## Text excerpt
I have friends who are traveling and posting beautiful pictures. The Slovenia and Ljubljana accounts I follow on social media are splashing out during the height of the tourist season with their own gorgeous photos. It’s been a long time since I’ve been in Ljubljana in the summer and there are so many things which only exist in the bright flash of the warm months. I’m checking in with Slovenian friends to say hi and pick their brains for tidbits I can’t find on the internet. I miss them, as much as, if not more than, the place.
No place is without flaws, whether they be political, social, environmental, or related to infrastructure. I know it’s a bad idea to idolize a real place to the point of glossing over those things. Doing so does a disservice to the people who actually live there. Having said all that, it’s not about escape to a fairytale, though given the news and the state of politics here it could easily be; it’s more about feeling homesick for a place that was so very briefly home.

## Data shown
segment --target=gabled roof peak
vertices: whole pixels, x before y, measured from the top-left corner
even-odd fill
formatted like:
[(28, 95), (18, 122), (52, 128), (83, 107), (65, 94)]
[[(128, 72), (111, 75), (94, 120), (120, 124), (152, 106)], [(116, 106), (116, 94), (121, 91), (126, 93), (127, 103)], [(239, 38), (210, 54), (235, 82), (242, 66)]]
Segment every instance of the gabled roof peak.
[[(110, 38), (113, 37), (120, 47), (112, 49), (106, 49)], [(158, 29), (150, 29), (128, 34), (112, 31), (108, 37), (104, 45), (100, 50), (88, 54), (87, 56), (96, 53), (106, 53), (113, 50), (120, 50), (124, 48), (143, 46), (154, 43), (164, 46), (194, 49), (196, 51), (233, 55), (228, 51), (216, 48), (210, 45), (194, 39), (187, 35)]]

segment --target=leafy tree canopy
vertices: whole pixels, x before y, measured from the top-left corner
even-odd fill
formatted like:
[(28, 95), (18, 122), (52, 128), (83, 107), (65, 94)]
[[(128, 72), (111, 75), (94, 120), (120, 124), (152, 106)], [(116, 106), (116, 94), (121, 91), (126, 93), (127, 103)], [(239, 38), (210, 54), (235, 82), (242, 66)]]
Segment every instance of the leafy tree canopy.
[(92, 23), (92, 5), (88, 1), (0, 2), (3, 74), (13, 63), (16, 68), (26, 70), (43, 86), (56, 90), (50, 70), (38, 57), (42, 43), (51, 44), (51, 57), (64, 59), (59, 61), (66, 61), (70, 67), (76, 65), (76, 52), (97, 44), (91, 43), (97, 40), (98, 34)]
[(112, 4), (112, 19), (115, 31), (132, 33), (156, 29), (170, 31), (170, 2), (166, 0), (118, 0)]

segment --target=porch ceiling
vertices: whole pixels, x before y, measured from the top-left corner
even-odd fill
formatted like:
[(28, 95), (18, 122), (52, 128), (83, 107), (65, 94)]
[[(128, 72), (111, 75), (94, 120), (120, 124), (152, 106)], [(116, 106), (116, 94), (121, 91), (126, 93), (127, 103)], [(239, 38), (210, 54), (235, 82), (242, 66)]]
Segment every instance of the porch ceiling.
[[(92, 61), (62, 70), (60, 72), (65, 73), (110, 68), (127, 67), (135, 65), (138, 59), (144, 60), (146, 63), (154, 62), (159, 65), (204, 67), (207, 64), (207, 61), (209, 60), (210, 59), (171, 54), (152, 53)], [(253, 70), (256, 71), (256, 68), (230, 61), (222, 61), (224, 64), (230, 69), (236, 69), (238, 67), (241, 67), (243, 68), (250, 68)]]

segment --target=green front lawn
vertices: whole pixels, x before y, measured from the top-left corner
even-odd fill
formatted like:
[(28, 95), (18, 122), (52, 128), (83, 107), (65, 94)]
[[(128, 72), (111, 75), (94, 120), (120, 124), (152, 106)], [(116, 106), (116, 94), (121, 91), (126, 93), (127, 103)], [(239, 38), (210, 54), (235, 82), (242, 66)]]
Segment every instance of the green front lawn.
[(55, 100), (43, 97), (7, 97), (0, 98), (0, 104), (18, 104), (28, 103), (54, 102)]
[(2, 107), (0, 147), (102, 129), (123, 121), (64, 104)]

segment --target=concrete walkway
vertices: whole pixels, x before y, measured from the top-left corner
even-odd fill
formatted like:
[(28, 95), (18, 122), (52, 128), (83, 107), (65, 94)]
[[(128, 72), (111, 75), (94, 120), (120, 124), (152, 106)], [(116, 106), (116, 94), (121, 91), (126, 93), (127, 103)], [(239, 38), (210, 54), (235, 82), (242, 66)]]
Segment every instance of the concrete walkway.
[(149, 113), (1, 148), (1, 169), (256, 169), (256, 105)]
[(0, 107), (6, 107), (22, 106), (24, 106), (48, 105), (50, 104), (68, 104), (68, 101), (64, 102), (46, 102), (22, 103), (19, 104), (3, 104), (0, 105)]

## Request
Reproduce the Ljubljana homesickness text word for word, from its first sentence to its last.

## Solution to the exercise
I have friends who are traveling and posting beautiful pictures. The Slovenia and Ljubljana accounts I follow on social media are splashing out during the height of the tourist season with their own gorgeous photos. It’s been a long time since I’ve been in Ljubljana in the summer and there are so many things which only exist in the bright flash of the warm months. I’m checking in with Slovenian friends to say hi and pick their brains for tidbits I can’t find on the internet. I miss them, as much as, if not more than, the place.
No place is without flaws, whether they be political, social, environmental, or related to infrastructure. I know it’s a bad idea to idolize a real place to the point of glossing over those things. Doing so does a disservice to the people who actually live there. Having said all that, it’s not about escape to a fairytale, though given the news and the state of politics here it could easily be; it’s more about feeling homesick for a place that was so very briefly home.